Pull out every line in the records below that contains the word "corrugated" and copy each one in full.
──────
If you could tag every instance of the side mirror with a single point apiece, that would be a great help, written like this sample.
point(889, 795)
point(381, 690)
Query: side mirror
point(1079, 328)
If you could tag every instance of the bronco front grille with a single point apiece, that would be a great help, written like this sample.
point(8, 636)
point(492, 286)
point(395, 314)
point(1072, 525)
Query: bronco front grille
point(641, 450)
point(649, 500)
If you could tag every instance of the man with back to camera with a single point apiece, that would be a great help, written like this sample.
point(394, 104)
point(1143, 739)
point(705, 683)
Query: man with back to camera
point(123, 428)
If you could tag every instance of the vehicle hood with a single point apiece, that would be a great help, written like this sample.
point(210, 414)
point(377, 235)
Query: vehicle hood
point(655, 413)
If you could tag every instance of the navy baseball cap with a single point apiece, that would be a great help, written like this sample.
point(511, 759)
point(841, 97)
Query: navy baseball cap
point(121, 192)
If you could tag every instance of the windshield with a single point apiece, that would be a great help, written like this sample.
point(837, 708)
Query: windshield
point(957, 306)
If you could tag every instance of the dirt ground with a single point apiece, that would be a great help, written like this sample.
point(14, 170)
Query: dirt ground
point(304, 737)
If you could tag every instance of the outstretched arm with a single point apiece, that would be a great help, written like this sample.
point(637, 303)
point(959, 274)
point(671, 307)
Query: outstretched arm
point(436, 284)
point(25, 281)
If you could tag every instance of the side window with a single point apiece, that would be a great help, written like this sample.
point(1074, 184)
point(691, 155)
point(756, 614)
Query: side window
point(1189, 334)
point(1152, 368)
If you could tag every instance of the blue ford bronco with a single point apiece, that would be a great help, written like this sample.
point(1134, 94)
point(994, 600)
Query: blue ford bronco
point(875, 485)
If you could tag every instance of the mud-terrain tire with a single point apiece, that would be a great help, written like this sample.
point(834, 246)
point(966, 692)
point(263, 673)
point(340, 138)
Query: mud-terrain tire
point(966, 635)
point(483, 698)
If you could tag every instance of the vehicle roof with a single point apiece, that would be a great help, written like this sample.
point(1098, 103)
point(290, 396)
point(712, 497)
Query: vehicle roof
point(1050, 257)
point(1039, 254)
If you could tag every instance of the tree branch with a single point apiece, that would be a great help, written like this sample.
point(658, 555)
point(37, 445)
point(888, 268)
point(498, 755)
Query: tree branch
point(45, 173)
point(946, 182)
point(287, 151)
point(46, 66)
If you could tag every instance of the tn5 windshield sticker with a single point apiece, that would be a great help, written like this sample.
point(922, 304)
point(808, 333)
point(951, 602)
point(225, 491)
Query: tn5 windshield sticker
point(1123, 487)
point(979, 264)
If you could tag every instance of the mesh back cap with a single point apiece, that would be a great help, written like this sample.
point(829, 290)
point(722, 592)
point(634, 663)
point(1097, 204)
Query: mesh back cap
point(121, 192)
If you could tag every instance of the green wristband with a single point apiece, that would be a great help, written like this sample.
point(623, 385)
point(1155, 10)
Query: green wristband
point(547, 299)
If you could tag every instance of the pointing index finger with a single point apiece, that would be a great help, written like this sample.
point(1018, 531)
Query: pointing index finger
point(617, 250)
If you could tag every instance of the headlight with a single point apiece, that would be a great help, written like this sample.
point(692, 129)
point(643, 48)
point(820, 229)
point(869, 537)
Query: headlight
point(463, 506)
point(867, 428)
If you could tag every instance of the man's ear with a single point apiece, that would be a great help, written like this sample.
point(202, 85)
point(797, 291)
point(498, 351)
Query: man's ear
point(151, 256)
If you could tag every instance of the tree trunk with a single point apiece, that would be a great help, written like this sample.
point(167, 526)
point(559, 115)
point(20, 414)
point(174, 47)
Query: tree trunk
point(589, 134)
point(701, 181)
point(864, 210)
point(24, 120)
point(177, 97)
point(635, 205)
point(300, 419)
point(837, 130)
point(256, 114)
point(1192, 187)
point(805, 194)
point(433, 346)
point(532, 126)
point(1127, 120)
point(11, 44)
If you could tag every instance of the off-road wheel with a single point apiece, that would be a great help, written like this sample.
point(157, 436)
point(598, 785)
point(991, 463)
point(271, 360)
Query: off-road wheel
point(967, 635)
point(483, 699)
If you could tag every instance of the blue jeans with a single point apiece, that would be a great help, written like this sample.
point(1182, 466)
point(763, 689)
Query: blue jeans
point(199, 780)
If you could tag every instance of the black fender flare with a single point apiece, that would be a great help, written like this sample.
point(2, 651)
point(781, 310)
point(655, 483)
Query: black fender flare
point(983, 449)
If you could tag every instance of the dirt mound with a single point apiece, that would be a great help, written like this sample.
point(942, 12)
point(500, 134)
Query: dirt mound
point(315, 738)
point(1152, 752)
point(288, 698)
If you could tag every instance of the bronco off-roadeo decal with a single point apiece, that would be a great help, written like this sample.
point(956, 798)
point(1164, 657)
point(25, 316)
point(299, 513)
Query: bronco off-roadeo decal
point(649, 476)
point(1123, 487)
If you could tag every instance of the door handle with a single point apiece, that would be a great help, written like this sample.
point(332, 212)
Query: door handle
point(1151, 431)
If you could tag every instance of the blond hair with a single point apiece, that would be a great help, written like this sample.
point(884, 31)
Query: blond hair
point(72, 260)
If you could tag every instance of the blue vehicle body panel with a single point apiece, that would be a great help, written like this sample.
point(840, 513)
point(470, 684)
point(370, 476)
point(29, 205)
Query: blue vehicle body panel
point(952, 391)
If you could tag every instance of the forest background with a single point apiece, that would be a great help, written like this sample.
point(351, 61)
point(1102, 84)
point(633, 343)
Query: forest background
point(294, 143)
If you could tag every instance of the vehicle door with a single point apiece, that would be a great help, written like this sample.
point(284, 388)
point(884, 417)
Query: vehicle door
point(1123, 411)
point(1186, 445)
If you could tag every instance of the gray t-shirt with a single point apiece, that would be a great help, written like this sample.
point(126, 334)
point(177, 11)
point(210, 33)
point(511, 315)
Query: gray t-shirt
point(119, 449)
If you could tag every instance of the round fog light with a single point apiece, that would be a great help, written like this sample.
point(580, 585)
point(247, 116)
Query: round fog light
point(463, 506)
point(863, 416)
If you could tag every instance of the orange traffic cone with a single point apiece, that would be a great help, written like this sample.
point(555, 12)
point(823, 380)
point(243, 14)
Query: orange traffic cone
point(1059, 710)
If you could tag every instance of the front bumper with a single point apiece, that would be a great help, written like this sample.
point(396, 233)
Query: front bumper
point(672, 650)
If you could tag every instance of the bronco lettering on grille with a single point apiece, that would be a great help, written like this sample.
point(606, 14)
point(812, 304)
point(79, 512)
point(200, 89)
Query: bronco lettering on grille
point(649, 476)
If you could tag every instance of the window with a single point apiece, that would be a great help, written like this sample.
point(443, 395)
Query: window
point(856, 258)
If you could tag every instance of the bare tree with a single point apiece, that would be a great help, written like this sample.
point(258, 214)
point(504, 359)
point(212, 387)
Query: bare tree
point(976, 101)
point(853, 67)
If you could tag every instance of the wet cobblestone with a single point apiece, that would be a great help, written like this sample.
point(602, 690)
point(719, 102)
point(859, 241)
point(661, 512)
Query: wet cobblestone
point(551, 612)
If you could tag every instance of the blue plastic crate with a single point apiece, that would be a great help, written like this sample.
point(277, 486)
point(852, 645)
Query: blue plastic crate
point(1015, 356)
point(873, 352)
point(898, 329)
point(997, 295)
──────
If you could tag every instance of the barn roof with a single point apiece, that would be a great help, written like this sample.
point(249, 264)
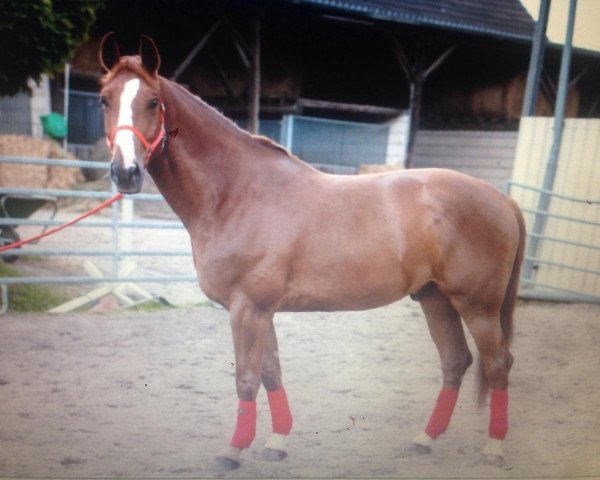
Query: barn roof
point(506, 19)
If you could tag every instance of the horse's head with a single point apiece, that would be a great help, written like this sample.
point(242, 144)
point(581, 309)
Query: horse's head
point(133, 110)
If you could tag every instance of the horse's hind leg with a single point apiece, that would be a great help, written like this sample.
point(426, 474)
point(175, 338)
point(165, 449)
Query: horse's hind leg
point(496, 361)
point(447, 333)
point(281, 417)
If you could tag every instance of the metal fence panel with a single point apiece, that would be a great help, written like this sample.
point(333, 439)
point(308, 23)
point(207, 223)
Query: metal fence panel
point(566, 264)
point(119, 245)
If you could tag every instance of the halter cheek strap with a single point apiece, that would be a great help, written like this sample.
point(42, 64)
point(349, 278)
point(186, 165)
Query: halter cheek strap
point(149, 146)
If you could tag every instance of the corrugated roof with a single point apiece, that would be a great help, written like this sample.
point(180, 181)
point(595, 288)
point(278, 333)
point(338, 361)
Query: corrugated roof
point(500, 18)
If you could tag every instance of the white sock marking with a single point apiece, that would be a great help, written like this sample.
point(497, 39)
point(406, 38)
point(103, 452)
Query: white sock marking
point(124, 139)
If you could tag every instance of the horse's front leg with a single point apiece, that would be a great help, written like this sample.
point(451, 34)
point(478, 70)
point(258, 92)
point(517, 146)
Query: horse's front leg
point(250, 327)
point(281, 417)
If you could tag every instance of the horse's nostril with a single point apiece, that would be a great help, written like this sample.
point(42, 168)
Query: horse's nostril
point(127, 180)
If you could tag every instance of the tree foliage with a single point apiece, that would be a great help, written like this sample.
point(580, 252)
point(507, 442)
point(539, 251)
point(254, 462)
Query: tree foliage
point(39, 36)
──────
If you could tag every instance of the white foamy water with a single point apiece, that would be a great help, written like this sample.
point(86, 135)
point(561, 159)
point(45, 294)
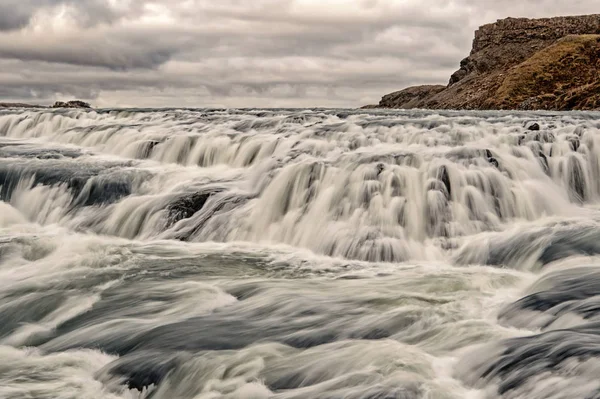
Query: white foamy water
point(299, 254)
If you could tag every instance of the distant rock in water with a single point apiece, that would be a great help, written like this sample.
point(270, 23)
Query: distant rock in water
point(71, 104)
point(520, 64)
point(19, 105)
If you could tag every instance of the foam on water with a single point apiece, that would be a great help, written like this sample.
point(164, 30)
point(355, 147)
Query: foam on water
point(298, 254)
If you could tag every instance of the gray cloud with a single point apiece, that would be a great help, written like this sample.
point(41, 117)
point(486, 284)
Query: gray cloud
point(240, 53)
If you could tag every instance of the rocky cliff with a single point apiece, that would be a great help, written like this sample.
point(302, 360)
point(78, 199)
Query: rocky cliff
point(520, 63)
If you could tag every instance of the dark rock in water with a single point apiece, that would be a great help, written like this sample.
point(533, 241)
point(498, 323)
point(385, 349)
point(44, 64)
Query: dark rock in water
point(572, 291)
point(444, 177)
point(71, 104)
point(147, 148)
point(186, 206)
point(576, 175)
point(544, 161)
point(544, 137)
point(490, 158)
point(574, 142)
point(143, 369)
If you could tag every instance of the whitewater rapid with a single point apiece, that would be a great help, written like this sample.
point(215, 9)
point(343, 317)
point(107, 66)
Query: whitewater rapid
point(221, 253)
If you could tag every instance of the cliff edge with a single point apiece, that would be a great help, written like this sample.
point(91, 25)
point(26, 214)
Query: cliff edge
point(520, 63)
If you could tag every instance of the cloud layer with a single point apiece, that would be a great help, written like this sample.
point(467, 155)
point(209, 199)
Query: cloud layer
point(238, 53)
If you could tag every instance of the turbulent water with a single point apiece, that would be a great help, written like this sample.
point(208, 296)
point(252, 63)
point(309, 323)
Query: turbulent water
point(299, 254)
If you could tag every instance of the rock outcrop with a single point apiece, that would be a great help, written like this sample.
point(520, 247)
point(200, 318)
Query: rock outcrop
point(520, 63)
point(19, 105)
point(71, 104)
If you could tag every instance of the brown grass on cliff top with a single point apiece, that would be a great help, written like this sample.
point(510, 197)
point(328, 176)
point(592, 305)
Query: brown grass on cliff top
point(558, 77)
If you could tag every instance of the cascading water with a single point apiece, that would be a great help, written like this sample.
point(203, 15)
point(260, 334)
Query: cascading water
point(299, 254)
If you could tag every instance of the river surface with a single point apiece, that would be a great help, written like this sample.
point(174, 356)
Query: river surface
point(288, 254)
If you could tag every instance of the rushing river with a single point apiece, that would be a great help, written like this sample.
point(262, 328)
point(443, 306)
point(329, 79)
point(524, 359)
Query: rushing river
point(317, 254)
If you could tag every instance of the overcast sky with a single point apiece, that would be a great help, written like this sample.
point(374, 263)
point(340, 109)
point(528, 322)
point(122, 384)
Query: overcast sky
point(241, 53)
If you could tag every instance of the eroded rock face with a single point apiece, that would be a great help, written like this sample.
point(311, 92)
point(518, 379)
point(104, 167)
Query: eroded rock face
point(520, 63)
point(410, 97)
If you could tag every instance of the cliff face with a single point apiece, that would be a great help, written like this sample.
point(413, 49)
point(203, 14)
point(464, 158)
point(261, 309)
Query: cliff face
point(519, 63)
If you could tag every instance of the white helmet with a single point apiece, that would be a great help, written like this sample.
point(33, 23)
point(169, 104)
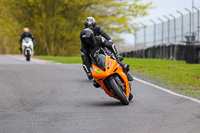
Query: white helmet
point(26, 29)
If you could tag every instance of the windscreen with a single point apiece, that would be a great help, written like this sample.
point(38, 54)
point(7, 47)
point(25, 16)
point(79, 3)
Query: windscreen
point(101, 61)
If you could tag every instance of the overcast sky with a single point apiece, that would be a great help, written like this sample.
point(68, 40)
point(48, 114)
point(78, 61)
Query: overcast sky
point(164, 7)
──────
* _Completed exercise_
If you could tag every instance of the corrugated roof with a single point apiece, that would be a great help, written like this sample.
Query: corrugated roof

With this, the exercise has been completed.